__WHAT THE EXERCISE ASKS__: Rewrite everything from the start of the lines below down to the line containing "negative clicks: (423, 714) (449, 763)", replacing each "clicks" with "taps" and leaving all else unchanged.

[Data items]
Content starts

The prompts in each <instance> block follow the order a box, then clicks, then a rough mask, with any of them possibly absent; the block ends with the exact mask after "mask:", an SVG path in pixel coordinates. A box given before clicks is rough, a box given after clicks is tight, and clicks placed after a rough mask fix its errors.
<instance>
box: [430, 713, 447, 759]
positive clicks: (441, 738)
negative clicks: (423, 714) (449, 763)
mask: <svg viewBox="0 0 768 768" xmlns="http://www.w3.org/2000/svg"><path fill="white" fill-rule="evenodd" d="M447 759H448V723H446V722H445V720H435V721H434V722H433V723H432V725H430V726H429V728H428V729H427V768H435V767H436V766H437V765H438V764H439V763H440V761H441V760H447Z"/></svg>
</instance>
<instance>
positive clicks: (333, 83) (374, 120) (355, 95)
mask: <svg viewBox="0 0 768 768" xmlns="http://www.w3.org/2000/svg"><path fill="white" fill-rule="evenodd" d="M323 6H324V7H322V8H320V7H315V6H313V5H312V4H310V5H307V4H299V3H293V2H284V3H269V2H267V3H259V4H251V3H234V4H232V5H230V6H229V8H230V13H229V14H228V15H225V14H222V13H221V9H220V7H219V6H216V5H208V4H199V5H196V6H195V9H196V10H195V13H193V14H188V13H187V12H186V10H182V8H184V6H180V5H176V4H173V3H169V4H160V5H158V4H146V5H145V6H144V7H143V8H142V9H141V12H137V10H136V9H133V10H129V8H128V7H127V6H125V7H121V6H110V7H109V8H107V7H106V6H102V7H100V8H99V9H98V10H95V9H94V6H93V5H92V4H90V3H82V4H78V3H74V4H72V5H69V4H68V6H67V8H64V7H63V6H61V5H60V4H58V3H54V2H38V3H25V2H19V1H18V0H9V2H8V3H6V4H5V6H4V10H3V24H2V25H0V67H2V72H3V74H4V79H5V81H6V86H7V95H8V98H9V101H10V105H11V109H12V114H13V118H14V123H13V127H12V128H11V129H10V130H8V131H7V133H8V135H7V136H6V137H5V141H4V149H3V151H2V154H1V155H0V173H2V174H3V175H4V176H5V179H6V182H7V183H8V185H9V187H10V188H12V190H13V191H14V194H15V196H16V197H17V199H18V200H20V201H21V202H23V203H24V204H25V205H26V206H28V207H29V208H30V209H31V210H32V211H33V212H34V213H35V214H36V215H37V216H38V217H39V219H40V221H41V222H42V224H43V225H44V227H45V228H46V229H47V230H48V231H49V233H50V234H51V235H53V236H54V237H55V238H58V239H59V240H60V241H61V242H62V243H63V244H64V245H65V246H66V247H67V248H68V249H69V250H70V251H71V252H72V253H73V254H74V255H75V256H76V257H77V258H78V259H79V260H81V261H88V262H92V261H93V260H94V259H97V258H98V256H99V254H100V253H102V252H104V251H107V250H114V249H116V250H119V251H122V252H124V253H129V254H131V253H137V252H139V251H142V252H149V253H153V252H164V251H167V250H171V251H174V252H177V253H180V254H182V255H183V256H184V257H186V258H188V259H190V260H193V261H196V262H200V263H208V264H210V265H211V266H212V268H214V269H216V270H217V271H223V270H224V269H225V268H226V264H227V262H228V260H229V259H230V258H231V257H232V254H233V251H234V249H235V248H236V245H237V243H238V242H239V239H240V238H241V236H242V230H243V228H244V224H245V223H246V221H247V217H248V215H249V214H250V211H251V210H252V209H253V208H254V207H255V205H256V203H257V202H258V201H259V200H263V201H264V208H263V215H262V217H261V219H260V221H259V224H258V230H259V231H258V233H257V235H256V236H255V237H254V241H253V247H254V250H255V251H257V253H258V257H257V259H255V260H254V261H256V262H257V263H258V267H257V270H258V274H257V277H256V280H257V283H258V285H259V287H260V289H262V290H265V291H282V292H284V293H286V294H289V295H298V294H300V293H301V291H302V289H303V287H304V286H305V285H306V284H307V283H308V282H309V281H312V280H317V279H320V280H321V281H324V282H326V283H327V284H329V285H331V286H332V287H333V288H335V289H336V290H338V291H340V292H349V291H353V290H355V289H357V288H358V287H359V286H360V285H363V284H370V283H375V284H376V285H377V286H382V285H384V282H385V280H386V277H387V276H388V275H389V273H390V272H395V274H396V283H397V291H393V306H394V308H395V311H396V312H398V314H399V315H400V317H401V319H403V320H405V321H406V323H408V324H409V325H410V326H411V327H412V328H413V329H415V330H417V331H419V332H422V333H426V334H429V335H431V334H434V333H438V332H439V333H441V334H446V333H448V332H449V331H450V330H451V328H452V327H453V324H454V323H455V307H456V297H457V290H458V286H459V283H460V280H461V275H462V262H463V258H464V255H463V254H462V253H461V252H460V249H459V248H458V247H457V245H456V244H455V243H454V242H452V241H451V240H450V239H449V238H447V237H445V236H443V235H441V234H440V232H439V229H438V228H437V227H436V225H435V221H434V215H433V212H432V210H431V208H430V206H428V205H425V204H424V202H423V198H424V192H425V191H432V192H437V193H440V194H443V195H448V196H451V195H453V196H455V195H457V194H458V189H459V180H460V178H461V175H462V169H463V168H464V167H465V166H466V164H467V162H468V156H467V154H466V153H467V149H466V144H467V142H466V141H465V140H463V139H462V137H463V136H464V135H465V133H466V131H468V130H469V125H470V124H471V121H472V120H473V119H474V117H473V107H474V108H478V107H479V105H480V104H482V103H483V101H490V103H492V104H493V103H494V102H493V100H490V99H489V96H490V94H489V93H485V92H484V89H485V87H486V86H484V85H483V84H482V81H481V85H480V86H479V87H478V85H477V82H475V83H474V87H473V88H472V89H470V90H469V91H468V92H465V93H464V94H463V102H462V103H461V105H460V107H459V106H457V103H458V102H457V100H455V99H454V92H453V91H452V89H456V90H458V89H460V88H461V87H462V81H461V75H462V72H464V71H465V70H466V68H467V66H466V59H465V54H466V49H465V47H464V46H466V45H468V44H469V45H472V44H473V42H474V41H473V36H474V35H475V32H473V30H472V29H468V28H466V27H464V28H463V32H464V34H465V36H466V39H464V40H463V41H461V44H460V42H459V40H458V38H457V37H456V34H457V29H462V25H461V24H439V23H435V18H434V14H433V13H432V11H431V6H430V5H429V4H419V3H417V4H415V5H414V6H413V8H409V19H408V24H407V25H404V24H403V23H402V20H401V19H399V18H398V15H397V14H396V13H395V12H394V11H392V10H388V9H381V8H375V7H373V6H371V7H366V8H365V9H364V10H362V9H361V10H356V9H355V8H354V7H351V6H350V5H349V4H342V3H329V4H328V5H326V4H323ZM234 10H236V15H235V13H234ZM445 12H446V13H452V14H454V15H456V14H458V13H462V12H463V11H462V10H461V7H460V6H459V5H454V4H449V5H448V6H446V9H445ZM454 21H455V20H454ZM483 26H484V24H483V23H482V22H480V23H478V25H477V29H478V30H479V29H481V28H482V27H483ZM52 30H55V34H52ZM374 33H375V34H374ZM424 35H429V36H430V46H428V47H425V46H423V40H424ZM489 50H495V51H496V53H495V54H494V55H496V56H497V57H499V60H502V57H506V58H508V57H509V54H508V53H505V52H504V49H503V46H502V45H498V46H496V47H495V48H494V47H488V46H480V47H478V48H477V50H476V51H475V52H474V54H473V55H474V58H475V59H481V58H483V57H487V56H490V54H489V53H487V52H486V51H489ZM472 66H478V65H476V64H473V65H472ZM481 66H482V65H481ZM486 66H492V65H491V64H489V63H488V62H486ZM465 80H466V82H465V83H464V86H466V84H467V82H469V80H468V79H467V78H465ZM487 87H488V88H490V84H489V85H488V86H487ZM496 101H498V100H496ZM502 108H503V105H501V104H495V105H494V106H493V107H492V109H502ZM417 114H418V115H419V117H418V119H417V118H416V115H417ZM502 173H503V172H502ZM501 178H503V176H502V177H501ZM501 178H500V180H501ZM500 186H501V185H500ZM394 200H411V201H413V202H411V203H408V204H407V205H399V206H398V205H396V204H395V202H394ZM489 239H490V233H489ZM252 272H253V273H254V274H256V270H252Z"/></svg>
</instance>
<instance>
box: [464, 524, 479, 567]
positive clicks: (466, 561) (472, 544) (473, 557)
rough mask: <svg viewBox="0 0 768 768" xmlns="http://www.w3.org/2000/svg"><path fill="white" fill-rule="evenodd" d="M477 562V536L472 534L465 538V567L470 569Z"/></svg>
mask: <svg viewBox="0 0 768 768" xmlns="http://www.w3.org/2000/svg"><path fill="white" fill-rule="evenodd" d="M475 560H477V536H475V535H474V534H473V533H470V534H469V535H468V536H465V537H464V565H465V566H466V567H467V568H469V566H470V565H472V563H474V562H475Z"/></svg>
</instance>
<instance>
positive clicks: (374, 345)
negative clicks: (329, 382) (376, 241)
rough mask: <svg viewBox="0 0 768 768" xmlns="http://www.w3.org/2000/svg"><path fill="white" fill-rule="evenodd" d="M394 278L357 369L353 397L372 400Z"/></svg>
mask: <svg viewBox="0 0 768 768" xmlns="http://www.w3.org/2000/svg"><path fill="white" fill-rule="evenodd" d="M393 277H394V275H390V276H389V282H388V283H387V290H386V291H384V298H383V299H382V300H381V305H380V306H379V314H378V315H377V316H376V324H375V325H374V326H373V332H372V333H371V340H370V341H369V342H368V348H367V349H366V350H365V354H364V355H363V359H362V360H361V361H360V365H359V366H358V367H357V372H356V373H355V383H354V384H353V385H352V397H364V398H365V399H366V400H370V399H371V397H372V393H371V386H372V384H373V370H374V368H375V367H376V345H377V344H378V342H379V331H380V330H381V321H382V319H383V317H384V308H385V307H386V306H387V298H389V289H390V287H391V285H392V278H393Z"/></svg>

Content ends

__THE ANSWER__:
The prompts in each <instance> block follow the order a box, then taps, then a rough mask, with any of them possibly absent; the block ends with the exact mask after "mask:", an SVG path in pixel coordinates. A box given before taps is rough, a box given after taps is tight, and taps placed after a rough mask fix its errors.
<instance>
box: [430, 713, 447, 759]
positive taps: (441, 738)
negative taps: (423, 714) (449, 763)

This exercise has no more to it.